**Text shown**
########################################
Sylvan A. Heart sounded like a pretty interesting character but he is one of many men who were living in the wilds of the amrican west t the time. I think the reason he is so well known is because he was not actually a “hermit” as people tend to call him and truely seemed to enjoy peoples company.I can think of 3 people living in the wild mountains of Utah and Montana right now and are 90% self sufficient, can make their own clothing from buckskin and live indefinatly in the wild by choice.
my brother in law Jerry gave me this book when I was about 12 or so then took me to see the movie “man in the wilderness” loosley based on the Hugh glass story,and those 2 stories have always stuck in my mind.
for anyone interested you can read the rest of the sylvan heart story “The last of the mountain men” by Harold peterson on SI Vault.
http://sportsillustrated.cnn.com/vau…9108/index.htm
Slyvan heart AKA “Buckskin Bill” in Idaho.
it s a pretty good read.
Tomhawk – Limping a bit today.
On the River of No Return, in the country named Light on the Mountains, there lives a gray-bearded man who has turned back time. At Five Mile Bar, beyond which no human soul dwells, Jedediah Smith and Christopher Carson have but recently passed by, and the year is 1844 forever.

As a young man, dismayed by fragmentation of the final frontiers, the old one had rejected civilization and marched off into this farthest fastness armed with a few staples, one ax, one rifle and one degree from the University of Oklahoma. There, in the last wilderness, where one winter’s snows might fall into another’s before a visitor came, he became the last of the mountain men. Soon to be known as Buckskin Bill, he fashioned his own clothes of deer skin. He constructed adobe-covered buildings with hand-hewn timbers. He mined copper, smelted it, refined it and made utensils. He even made his own flintlock rifles, boring them on an ingenious handmade machine, to “save the bother of store-bought ammunition.” To pay for infrequent trips to Burgdorf (pop. summer 6, winter 0), where he purchased only powder, books and Darjeeling tea, he panned gold.
########################################
**Information supplied**

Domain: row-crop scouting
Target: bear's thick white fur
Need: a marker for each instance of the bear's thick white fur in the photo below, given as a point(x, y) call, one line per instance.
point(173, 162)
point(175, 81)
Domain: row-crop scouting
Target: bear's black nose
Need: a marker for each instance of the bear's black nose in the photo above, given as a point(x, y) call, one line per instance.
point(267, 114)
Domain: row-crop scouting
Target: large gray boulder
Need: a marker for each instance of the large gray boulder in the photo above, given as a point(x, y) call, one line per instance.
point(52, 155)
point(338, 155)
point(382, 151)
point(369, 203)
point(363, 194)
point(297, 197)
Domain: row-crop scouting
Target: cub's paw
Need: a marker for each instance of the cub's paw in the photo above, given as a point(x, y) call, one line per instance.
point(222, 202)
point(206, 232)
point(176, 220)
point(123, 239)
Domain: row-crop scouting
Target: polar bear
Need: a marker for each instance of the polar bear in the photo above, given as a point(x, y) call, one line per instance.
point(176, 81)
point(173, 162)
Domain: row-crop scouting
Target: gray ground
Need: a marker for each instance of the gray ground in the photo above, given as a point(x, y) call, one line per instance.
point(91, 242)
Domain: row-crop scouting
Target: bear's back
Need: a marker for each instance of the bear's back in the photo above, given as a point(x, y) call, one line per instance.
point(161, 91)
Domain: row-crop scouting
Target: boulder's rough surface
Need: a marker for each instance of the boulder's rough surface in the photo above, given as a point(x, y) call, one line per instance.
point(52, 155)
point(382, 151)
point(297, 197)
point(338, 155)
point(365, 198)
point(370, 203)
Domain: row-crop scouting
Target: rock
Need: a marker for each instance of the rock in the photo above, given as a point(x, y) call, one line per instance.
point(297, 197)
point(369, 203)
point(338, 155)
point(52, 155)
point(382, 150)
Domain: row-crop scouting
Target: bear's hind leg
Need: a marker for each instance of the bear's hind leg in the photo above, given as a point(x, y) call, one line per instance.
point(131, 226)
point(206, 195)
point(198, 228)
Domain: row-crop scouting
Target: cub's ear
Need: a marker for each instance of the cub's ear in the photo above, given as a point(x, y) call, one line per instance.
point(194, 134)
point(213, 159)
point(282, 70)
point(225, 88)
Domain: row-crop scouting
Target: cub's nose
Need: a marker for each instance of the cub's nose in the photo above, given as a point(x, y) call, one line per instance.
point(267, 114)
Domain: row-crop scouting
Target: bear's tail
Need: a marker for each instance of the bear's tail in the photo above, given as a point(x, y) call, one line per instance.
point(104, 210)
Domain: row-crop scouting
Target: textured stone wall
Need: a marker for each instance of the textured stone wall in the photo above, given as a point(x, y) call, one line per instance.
########################################
**To do**
A) Return a copy of the part of the Sylvan Heart text that begins at the words "my brother in" and stops after the words "is 1844 forever.".
B) Report every line in the entries that contains the string "wall". Case counts.

**Final answers**
A)
my brother in law Jerry gave me this book when I was about 12 or so then took me to see the movie “man in the wilderness” loosley based on the Hugh glass story,and those 2 stories have always stuck in my mind.
for anyone interested you can read the rest of the sylvan heart story “The last of the mountain men” by Harold peterson on SI Vault.
http://sportsillustrated.cnn.com/vau…9108/index.htm
Slyvan heart AKA “Buckskin Bill” in Idaho.
it s a pretty good read.
Tomhawk – Limping a bit today.
On the River of No Return, in the country named Light on the Mountains, there lives a gray-bearded man who has turned back time. At Five Mile Bar, beyond which no human soul dwells, Jedediah Smith and Christopher Carson have but recently passed by, and the year is 1844 forever.

B)
Target: textured stone wall
Need: a marker for each instance of the textured stone wall in the photo above, given as a point(x, y) call, one line per instance.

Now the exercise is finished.